> **ZADANIA**:
(a) Czy możesz podać ponownie fragment tekstu o wystawie „Peter & Pierre”, zaczynając od słów „Na wystawę „Peter” i ciągnąc dalej aż po słowa „sześćdziesiątych ubiegłego wieku.”?
(b) Czy możesz kontynuować tekst o wystawie „Peter & Pierre” od miejsca, w którym się kończy?

Peter Bramsen i Pierre Alechinsky — 40 lat artystycznej przyjaźni
Jaszczurcza wyobraźnia Alechinsky’ego nie budzi wcale grozy, raczej sympatię, taką samą, jaką mamy czasem dla stworzeń z dziecięcych opowieści o Brombie i Filidorze albo o rodzinie Muminków. Te węże, zjawy i pająki spłatają najwyżej nieszkodliwego figla lub same wpakują się w jakieś nieszkodliwe tarapaty. Współczesny belgijski artysta przypomina swojego starszego rodaka — Jamesa Ensora, którego czaszki i kościotrupy także były bardzo przyjacielskie.
Agnieszka Sabor
„Bestiariusz na cztery ręce”, „Tygodnik Powszechny”,
nr 42(2780), 20 października 2002
Kurator wystawy: Christian Bramsen
Wystawa współorganizowana wspólnie z Ars Cameralis Silesiae Superioris i Akademią Sztuk Pięknych w Katowicach.
„Peter i Pierre. Peter Bramsen i Pierre Alechinsky — 40 lat artystycznej przyjaźni” „(…) Pierre, Peter, kamień — wszystko to długo chodziło mi po głowie, aż w czasie jednego z moich wyjazdów na nocnym...
Na wystawę „Peter & Pierre” składa się 160 litografii Alechinsky’ego. Wszystkie zostały wykonane w Atelier Clot, Bramsen & Georges w Paryżu. Przynosząca znakomite efekty współpraca pomiędzy Alechinsky’m a Bramsenem rozpoczęła się w połowie lat sześćdziesiątych ubiegłego wieku.

> **DANE WEJŚCIOWE**:
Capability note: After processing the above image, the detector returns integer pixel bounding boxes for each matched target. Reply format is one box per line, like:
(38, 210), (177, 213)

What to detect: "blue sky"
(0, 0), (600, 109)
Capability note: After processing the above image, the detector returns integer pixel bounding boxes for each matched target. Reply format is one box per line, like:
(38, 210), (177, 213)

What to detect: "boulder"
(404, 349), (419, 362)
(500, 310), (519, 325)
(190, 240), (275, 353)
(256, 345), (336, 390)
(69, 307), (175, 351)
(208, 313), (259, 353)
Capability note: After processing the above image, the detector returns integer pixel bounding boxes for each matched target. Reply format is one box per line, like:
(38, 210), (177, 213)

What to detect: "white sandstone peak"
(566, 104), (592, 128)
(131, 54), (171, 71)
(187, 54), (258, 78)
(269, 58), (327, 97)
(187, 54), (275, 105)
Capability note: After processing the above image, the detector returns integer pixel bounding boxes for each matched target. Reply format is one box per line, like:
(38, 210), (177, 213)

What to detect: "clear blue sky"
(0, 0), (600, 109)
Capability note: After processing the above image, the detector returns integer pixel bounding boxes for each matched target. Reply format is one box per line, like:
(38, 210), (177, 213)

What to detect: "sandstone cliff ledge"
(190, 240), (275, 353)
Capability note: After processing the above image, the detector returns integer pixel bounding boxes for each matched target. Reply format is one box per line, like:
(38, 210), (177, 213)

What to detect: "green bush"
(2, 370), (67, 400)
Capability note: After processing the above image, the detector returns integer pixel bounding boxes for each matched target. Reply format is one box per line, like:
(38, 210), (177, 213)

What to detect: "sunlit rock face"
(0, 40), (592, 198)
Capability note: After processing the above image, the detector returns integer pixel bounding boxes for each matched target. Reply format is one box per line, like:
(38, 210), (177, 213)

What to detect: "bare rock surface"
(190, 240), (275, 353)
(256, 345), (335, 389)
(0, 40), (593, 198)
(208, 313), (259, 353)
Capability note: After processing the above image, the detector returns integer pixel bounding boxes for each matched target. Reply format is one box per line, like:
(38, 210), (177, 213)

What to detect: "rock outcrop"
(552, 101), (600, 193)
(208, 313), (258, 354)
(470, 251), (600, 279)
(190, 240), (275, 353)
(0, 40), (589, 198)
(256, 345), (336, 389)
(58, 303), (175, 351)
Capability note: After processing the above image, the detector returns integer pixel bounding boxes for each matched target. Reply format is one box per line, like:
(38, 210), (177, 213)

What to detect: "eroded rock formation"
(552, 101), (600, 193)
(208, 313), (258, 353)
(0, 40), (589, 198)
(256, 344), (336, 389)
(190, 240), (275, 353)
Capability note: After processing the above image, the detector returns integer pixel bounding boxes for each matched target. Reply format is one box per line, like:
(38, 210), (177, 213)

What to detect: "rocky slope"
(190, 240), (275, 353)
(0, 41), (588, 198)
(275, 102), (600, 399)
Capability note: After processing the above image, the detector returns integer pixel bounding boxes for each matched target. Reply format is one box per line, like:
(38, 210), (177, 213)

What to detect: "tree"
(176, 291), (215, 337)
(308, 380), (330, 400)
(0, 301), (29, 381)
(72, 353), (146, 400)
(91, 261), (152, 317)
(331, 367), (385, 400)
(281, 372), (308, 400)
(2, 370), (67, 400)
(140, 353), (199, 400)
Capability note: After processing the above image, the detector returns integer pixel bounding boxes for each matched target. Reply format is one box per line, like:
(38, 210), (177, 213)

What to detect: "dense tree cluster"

> **ODPOWIEDZI**:
(a)
Na wystawę „Peter & Pierre” składa się 160 litografii Alechinsky’ego. Wszystkie zostały wykonane w Atelier Clot, Bramsen & Georges w Paryżu. Przynosząca znakomite efekty współpraca pomiędzy Alechinsky’m a Bramsenem rozpoczęła się w połowie lat sześćdziesiątych ubiegłego wieku.

(b)
Pierre Alechinsky urodził się w 1927 roku w Brukseli. W 1949 przyłączył się do międzynarodowej interdyscyplinarnej grupy CoBrA (akronim nazw miast członków grupy: Copenhague, Bruxelles, Amsterdam), powstałej po rozpadzie grupy Surréalisme Révoluttionaire i stał się najważniejszym z jej twórców. Program Cobry sformułowany przez Christiana Dotremonta wzywał do „organicznej eksperymentalnej współpracy, unikania wszelkich jałowych i dogmatycznych teorii”. W praktyce przekładało się to na grupową pracę na „cztery ręce” oraz zainteresowanie sztuką popularną, ludową, malarstwem dzieci czy ludzi chorych psychicznie.
Stylistycznie sztuka Cobry oscylowała wokół tendencji abstrakcyjnych i ekspresjonistycznej figuracji z naciskiem na ujawnianie „fantazji nieświadomości, bez cenzury odbijającego ją intelektu”. Ostrze Cobry wymierzone było przeciw mieszczańskiej pedanterii i wszelkiej hermetyczności.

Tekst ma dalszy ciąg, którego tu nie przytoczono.